:: Exercise directions ::
Can you turn each line of the material below into a JSON list of strings, one string per line, with blank lines skipped and the pictures left out?

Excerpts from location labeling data
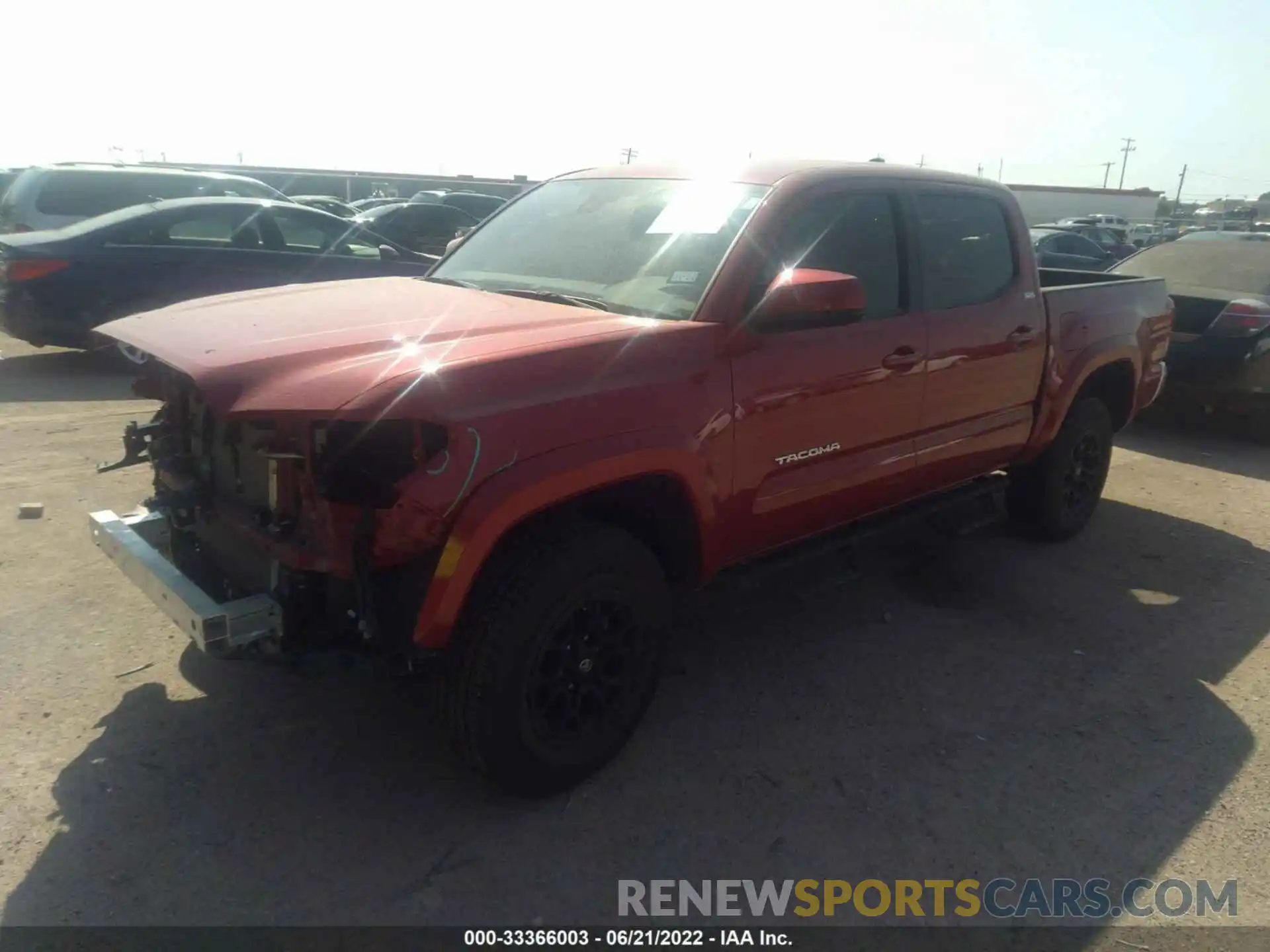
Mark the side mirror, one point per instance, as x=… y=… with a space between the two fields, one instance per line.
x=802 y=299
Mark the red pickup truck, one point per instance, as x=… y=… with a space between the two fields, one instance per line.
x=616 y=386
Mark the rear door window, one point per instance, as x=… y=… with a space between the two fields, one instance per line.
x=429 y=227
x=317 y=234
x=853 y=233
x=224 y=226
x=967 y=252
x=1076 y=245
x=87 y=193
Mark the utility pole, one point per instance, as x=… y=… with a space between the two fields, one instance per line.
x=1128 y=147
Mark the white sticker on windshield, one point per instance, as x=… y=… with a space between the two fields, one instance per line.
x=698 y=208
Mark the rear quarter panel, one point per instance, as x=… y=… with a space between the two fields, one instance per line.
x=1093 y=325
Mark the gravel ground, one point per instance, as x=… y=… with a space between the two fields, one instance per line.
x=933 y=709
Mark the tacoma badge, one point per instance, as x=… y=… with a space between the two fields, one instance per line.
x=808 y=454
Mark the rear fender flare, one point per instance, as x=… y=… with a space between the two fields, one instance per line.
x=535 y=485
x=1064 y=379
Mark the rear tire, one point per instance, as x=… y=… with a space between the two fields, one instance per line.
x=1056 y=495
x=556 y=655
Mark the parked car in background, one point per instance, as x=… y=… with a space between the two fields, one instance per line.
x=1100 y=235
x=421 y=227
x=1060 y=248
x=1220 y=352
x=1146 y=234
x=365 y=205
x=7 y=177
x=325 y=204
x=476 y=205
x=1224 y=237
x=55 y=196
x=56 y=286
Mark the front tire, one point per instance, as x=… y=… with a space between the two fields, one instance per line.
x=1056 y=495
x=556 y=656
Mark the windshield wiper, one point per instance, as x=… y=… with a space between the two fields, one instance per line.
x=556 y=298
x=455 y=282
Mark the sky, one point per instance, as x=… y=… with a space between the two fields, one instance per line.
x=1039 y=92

:: In response ::
[
  "Mark the side mirror, one point per instance, as x=… y=… with a space between the two fields, one instance per line.",
  "x=802 y=299",
  "Mark the red pickup truck, one point per instance, as x=… y=… with a space between the two fields, one instance per line.",
  "x=616 y=386",
  "Mark the rear door window, one point per instance, as x=… y=… with a space between the two fields, one instance per line.",
  "x=429 y=227",
  "x=317 y=234",
  "x=853 y=233",
  "x=224 y=226",
  "x=967 y=252",
  "x=1076 y=245",
  "x=87 y=193",
  "Mark the utility pole, one point per instance, as x=… y=… with a space between the two fields, one instance per line.",
  "x=1128 y=147",
  "Mark the white sticker on windshield, one point per instance, as x=… y=… with a space between the two fields, one instance per line.",
  "x=698 y=208",
  "Mark the rear quarter panel, one point per instance, as x=… y=… with a space between the two fields, one instance per line.",
  "x=1093 y=325",
  "Mark the gravel ground, one point per instance, as x=… y=… with a space between the two fields, one instance per line.",
  "x=933 y=709",
  "Mark the tacoma badge, one point per instance, as x=… y=… with a space between the two fields, one instance per line.",
  "x=808 y=454",
  "Mark the rear fender flare, one point per instance, as x=… y=… with a space between the two fields, one instance per line.",
  "x=535 y=485",
  "x=1064 y=379",
  "Mark the rear tire, one point per instance, as x=… y=… with a space between the two fields, one instance per line.",
  "x=1056 y=495",
  "x=556 y=655",
  "Mark the parked car in background, one point per instance, as x=… y=… with a space between the two fields, one instance per line.",
  "x=1100 y=235",
  "x=421 y=227",
  "x=1060 y=248",
  "x=1220 y=352",
  "x=1146 y=234",
  "x=365 y=205",
  "x=7 y=177",
  "x=325 y=204",
  "x=476 y=205",
  "x=1224 y=237",
  "x=55 y=196",
  "x=56 y=286",
  "Mark the front tire, one point per instance, as x=… y=… with a space between the two fields, one instance per line.",
  "x=1056 y=495",
  "x=556 y=656",
  "Mark the windshield wiper, one point per instance, as x=… y=… with a space between the two fields, one instance per line.",
  "x=556 y=298",
  "x=455 y=282",
  "Mark the sky, one point per instance, as x=… y=… with a space between the two fields, one instance per line.",
  "x=1039 y=92"
]